Pull every line of the entries that has the word "gutter".

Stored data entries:
----------
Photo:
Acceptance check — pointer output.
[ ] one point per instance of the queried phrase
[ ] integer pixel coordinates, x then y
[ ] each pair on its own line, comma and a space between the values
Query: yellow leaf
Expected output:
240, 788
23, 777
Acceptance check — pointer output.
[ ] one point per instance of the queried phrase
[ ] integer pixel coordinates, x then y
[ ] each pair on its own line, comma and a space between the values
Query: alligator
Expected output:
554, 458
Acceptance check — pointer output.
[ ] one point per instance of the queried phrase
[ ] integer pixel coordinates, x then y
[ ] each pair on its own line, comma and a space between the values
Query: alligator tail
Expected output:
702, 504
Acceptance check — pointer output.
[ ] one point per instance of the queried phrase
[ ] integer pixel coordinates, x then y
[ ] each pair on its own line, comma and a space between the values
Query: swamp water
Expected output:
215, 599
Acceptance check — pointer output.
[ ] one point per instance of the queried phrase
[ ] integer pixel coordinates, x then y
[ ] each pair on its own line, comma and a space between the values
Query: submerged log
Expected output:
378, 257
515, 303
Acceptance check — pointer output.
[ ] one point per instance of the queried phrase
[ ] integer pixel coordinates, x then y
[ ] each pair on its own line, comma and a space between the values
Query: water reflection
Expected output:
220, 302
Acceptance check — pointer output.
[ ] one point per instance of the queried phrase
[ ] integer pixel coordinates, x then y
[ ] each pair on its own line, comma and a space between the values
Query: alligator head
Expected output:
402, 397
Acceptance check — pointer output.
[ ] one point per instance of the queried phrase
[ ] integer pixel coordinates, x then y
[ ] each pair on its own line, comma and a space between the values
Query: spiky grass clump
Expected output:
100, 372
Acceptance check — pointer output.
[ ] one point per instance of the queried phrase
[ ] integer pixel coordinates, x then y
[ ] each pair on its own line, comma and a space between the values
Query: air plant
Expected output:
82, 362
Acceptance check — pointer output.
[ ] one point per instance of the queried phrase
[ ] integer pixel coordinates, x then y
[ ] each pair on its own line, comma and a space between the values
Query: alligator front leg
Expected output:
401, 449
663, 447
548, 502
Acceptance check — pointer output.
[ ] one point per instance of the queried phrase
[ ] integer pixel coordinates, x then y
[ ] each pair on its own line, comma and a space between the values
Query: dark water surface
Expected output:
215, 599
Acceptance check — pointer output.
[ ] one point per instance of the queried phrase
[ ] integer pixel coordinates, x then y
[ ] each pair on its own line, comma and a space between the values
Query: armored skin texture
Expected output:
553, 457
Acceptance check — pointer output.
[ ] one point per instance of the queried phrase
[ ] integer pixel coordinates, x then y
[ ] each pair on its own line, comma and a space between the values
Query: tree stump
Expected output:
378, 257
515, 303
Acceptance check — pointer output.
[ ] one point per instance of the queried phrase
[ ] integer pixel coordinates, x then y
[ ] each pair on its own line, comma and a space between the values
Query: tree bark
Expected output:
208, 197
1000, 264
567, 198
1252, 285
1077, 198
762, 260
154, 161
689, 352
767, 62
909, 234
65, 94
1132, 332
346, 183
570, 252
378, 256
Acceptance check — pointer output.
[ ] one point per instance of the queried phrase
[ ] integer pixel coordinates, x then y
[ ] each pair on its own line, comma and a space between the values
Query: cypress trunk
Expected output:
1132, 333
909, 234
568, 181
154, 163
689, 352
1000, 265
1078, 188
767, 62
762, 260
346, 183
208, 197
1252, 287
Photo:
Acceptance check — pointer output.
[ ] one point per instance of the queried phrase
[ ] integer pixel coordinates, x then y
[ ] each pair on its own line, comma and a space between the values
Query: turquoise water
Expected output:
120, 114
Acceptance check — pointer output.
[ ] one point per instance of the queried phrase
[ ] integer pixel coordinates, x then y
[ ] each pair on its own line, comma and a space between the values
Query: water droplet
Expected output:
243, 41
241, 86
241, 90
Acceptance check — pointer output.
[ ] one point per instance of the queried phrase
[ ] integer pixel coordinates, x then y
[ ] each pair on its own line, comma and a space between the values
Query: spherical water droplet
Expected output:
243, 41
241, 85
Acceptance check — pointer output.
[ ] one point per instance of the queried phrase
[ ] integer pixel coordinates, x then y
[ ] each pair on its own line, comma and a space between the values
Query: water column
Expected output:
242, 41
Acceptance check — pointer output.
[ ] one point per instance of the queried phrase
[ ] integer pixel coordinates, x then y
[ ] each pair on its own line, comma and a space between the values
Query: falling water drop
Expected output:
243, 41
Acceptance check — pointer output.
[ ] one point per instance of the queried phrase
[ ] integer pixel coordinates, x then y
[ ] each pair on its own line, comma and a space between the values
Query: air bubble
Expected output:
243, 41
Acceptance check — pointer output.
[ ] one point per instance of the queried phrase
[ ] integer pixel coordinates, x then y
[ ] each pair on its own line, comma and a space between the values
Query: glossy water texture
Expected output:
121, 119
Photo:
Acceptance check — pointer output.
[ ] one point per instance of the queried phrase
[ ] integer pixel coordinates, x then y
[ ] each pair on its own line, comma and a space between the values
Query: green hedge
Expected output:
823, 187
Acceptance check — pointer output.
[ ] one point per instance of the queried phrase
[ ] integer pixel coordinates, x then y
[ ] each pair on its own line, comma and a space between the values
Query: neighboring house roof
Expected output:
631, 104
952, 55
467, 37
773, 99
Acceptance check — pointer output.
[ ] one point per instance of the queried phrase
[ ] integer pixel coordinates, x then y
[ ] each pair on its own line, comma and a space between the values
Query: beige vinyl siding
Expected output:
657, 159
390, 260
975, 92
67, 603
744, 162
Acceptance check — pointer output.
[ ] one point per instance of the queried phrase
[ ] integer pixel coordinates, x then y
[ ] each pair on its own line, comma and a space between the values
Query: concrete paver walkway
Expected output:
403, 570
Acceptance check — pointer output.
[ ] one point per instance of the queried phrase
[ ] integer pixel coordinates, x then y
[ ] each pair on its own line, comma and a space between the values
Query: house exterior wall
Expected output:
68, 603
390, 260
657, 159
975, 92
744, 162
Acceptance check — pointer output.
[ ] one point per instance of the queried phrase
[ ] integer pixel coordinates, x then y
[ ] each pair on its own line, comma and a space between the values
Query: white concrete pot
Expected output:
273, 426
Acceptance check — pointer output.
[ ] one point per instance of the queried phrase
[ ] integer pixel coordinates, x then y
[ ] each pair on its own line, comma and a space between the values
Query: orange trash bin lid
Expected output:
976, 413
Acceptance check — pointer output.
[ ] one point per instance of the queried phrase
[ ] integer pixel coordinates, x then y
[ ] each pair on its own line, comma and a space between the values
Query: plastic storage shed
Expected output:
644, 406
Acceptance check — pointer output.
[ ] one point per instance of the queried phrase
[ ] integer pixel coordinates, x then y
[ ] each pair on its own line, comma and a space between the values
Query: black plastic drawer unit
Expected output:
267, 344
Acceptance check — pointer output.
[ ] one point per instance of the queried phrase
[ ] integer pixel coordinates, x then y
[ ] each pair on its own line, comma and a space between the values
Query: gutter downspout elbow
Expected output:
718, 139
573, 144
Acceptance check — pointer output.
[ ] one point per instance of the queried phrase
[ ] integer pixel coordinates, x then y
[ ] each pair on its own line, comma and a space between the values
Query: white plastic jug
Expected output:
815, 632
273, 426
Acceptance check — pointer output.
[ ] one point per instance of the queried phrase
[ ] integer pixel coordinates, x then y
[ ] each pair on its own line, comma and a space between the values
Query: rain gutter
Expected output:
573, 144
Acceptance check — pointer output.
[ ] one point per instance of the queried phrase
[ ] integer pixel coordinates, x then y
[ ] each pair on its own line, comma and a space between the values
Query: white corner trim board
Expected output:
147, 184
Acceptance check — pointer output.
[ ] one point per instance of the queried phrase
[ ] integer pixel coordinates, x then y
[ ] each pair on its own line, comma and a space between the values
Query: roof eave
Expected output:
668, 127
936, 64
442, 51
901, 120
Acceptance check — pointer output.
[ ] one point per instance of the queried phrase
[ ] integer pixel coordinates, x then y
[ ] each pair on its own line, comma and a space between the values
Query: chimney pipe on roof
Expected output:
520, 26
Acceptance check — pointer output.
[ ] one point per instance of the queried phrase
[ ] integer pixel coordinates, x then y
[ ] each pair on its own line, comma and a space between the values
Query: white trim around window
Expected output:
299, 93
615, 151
----------
**THE COMPLETED TASK:**
Query: gutter downspout elbow
Query: rain gutter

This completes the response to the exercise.